240g tank and stand for $450
Powerheads off E-bay $40 for 6400gph, would be much less for a smaller tank
Sand, that all depends on what kind you get, but around $30 for his 29g.
Skimmer rated at 60g, a good one, for about $150
Refractometer $45
All Dry Rock, you don't need any Live Rock, usually the dry rock will run you $1 a lb, or you can use a MarcoRocks Aquarium Products which is very good. RO/DI I got from E-bay for $100. A 55g barrel to house the water for $14. Thats about it. The fish, well I never bought a fish for $75, I never spent over $35 for one, but I always get teh juvi fish, around 3-4". You can spend way more than $75 on exotic fish, and at full grown also, thats up to the owner. But, really, its not that bad. It looks tougher on paper than it is to actually do.


----------



## jdiaz (Nov 6, 2011)

I know to fast is bad and slow is a go, I have seen damsels cheap and I don't think that I would buy a super expensive fish right away. If I do start it I will just have the live rocks first before I do anything else. Where I live there is alot of people that sell rocks on craigslist cheap. I also saw an add for some free birdsnest, Don't know how much they cost but hey, free.


----------



## Reefing Madness (Jun 26, 2011)

Free is always a good thing.


----------



## jeffnsa (Jan 3, 2012)

Your tank is good enough for a fish only with live rock, no corals. get your self some live rock, a cheap swing arm hydrometer (have it calibrated against the fish stores) and a small power head or two for water flow to get started. Buy the basic water test kits for the initail cycle to start and relax and read up on stuff you will get later on. If you want soft corals later on you will need better lights and a refugium or skimmer, if you want hard corals you need better lights, water flow, rodi , skimmer, and a whole spectrum of test kits. Salt water tanks can be set up and maintained fairly easily just go slow and listen to everyones advice but choose you own direction.

+ + + + + + +

[Work instructions]
[1] Answer each question from the saltwater tank thread.
(a) What price is given for the RO/DI unit?
(b) Where does jdiaz say many people sell rocks cheaply?
(c) What does jeffnsa say to calibrate the cheap swing arm hydrometer against?
[2] Say whether each statement agrees with the saltwater tank thread. Answer yes or no and quote the words that decide it.
(a) The skimmer priced at about $150 is rated at 60g.
(b) The cost list says its writer has often paid more than $35 for one fish.
(c) jeffnsa says better lights are all that hard corals need.
The lines that come after the saltwater tank thread have no part in this.

+ + + + + + +

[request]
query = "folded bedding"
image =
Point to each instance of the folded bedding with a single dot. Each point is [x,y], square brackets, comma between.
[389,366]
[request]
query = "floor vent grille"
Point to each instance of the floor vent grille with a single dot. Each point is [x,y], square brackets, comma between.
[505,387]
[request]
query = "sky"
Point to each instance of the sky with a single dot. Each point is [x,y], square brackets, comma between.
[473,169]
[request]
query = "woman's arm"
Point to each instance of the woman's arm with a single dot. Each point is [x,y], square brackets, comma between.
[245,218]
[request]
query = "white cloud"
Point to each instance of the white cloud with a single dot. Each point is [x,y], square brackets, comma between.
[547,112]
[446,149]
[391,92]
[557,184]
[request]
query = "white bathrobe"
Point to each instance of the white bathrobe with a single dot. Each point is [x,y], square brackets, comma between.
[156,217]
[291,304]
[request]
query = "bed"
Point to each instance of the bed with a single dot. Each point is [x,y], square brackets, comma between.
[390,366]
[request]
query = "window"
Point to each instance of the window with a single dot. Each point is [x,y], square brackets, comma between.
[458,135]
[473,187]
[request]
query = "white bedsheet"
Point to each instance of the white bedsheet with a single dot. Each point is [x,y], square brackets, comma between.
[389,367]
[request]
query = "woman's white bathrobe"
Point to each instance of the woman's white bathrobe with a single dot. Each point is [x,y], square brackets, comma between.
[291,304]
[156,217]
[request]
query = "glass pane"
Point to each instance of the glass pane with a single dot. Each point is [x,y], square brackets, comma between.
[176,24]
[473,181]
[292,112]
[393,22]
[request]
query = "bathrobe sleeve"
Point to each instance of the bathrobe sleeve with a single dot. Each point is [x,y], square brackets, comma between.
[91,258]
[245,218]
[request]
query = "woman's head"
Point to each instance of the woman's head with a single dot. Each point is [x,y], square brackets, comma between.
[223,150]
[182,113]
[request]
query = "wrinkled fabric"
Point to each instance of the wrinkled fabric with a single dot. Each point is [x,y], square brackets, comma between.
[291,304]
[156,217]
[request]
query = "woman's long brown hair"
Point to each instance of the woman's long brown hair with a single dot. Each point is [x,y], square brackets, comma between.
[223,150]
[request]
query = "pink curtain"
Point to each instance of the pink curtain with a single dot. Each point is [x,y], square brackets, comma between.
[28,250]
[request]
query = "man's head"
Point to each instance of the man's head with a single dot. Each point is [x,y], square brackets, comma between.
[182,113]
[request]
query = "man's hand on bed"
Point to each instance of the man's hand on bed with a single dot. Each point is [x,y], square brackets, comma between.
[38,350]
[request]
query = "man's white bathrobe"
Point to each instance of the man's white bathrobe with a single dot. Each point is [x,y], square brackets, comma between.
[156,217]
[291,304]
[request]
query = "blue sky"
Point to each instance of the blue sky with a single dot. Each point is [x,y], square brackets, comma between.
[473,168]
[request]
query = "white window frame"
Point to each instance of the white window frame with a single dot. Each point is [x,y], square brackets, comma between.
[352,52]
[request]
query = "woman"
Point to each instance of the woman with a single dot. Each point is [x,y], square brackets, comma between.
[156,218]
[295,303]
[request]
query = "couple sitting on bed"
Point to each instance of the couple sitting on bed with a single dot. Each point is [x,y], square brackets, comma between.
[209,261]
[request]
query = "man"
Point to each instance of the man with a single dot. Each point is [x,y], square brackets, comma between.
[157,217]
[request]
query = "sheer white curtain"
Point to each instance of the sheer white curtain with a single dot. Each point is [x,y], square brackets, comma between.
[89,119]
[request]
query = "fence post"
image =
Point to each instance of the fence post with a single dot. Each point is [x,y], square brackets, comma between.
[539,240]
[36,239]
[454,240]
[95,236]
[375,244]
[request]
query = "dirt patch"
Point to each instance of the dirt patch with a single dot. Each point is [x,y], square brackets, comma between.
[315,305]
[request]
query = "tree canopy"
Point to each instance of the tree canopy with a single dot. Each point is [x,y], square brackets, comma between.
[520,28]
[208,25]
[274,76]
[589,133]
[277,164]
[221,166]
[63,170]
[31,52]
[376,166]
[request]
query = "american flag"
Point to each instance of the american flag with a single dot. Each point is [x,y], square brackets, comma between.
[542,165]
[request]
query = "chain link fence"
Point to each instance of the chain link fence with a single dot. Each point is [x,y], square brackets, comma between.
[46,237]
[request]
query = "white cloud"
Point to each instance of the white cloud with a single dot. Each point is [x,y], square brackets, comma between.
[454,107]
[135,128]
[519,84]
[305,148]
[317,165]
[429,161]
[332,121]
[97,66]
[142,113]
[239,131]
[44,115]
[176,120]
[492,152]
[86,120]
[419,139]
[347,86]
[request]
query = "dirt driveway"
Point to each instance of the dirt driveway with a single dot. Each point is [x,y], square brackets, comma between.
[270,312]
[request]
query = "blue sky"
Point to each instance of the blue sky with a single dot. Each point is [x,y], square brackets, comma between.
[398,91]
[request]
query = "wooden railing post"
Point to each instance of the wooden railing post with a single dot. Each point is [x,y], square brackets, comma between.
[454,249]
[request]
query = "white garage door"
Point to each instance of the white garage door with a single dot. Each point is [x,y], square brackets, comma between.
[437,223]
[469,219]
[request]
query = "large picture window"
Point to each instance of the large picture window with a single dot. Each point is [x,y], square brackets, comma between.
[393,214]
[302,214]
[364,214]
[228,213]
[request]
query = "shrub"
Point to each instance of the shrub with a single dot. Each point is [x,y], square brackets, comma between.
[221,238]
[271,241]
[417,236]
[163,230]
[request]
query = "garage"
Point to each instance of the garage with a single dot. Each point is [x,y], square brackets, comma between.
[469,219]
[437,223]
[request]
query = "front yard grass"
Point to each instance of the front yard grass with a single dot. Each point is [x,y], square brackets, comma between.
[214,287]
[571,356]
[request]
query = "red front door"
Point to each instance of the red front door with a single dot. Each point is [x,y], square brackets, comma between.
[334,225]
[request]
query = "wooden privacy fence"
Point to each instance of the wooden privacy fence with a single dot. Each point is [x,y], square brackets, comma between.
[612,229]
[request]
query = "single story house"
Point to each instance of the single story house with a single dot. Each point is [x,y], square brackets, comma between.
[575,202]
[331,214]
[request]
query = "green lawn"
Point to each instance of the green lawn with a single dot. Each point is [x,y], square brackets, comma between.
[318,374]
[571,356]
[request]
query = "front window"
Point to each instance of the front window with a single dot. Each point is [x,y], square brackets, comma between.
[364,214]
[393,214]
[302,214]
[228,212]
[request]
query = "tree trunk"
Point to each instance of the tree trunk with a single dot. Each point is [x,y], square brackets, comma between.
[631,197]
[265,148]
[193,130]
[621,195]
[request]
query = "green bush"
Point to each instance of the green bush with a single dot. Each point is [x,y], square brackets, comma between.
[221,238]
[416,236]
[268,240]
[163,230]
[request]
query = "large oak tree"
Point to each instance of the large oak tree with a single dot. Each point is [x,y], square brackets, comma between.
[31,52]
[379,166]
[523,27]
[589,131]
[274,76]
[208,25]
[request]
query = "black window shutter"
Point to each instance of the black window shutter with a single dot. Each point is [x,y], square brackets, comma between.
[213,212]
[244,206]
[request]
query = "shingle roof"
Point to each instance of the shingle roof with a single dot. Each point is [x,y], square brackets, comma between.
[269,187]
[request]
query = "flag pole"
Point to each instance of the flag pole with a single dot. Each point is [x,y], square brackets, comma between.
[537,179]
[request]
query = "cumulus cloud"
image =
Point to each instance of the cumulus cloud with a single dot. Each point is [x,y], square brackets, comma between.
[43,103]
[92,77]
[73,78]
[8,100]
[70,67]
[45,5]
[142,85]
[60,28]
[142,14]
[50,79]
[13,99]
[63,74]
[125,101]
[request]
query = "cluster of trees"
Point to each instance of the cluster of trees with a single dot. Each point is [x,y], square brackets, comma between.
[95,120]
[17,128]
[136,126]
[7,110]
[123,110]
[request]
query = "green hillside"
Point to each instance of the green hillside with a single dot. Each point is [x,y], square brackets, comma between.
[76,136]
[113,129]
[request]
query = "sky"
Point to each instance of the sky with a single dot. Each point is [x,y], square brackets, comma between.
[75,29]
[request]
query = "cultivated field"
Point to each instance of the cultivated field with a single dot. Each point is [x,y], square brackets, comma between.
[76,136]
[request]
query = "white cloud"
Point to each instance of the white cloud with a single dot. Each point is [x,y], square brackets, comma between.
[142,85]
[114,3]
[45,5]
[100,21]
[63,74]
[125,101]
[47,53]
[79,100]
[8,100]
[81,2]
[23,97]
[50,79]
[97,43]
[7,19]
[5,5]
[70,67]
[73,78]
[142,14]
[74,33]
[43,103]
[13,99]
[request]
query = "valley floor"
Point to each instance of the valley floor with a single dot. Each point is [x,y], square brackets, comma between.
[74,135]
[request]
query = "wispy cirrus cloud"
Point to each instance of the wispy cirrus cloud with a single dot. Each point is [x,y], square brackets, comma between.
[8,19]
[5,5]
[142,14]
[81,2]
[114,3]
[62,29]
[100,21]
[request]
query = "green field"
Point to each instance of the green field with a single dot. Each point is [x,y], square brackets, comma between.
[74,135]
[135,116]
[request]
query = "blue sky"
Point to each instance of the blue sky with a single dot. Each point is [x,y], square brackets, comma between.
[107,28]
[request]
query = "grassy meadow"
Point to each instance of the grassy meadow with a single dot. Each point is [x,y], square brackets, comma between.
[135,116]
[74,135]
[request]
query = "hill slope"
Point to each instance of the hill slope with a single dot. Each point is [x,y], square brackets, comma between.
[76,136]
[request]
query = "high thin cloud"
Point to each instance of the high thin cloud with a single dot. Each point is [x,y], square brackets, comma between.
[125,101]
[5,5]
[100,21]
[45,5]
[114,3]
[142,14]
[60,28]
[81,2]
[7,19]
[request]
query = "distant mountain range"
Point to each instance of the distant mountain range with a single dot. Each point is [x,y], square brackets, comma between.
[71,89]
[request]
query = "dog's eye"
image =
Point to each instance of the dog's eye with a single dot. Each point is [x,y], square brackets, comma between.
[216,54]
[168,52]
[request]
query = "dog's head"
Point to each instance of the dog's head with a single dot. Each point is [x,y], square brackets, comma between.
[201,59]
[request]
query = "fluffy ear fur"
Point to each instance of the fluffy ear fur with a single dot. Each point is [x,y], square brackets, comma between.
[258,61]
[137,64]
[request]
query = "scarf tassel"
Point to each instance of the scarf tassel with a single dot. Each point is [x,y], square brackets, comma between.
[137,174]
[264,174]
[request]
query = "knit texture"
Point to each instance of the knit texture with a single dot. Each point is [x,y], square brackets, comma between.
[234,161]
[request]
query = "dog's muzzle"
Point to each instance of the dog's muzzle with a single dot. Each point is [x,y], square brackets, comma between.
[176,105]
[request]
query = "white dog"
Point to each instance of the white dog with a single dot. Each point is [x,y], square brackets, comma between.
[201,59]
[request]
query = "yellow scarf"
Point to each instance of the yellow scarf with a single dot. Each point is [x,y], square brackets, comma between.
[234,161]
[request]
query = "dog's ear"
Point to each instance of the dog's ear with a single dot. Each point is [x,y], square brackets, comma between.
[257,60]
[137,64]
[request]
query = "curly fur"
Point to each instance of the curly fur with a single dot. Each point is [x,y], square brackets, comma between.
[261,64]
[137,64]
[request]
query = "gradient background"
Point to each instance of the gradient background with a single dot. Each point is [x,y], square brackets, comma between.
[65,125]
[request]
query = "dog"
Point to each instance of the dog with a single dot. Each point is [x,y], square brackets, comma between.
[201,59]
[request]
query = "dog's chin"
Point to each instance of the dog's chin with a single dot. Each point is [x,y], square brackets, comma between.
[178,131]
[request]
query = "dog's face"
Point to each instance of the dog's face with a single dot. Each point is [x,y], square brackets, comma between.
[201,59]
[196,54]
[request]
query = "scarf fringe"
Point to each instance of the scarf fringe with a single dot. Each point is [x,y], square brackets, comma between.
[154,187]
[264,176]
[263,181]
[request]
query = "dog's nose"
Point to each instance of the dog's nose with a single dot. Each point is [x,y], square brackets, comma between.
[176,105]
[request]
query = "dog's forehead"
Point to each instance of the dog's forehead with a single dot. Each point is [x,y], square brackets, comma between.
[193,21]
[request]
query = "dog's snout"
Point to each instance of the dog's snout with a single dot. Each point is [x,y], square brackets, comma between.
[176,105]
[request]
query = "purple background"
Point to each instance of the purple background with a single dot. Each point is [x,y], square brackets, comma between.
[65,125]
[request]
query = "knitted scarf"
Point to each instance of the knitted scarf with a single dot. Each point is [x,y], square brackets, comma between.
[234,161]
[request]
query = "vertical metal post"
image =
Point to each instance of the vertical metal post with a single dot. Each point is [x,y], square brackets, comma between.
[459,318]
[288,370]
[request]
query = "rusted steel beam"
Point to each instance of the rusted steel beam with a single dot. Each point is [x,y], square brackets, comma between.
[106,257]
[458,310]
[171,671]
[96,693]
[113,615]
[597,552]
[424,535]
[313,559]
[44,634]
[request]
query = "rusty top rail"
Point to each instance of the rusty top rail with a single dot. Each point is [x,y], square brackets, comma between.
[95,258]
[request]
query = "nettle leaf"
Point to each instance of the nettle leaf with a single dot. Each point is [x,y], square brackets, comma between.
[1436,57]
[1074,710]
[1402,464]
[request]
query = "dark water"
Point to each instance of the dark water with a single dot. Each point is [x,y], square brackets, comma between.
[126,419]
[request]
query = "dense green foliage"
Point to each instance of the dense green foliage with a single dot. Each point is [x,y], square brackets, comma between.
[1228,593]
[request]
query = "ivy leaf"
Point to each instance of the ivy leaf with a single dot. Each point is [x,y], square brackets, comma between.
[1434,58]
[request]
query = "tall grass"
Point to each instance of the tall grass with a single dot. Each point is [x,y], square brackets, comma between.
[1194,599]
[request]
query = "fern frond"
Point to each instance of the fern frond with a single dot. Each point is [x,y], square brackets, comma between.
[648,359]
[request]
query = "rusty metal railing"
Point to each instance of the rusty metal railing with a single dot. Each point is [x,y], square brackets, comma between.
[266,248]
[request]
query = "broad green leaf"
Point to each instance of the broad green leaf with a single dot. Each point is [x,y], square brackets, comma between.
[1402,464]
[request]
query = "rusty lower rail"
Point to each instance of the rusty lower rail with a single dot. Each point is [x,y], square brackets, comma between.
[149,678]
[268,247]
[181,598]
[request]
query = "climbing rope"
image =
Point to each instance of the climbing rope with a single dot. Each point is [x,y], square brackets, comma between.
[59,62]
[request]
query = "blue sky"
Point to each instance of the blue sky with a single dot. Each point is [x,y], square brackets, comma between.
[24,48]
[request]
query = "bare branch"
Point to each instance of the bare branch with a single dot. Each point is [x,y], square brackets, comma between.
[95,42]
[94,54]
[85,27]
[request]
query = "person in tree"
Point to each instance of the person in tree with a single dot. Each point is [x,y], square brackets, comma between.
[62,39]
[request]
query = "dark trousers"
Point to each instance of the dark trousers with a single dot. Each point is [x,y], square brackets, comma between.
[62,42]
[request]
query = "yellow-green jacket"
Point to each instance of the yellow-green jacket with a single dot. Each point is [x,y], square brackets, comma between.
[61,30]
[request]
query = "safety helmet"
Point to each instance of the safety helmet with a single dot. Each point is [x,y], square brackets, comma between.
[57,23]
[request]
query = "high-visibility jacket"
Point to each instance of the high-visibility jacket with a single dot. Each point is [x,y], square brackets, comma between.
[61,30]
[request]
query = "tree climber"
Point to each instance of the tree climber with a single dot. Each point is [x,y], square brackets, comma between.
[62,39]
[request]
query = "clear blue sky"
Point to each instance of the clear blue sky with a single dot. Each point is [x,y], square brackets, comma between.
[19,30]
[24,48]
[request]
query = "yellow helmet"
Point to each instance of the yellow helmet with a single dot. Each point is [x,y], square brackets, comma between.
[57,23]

+ + + + + + +

[Solutions by task]
[1]
(a) $100, bought from E-bay.
(b) On craigslist.
(c) Against the fish stores.

[2]
(a) Yes: "Skimmer rated at 60g, a good one, for about $150"
(b) No: "I never spent over $35 for one"
(c) No: "if you want hard corals you need better lights, water flow, rodi , skimmer, and a whole spectrum of test kits"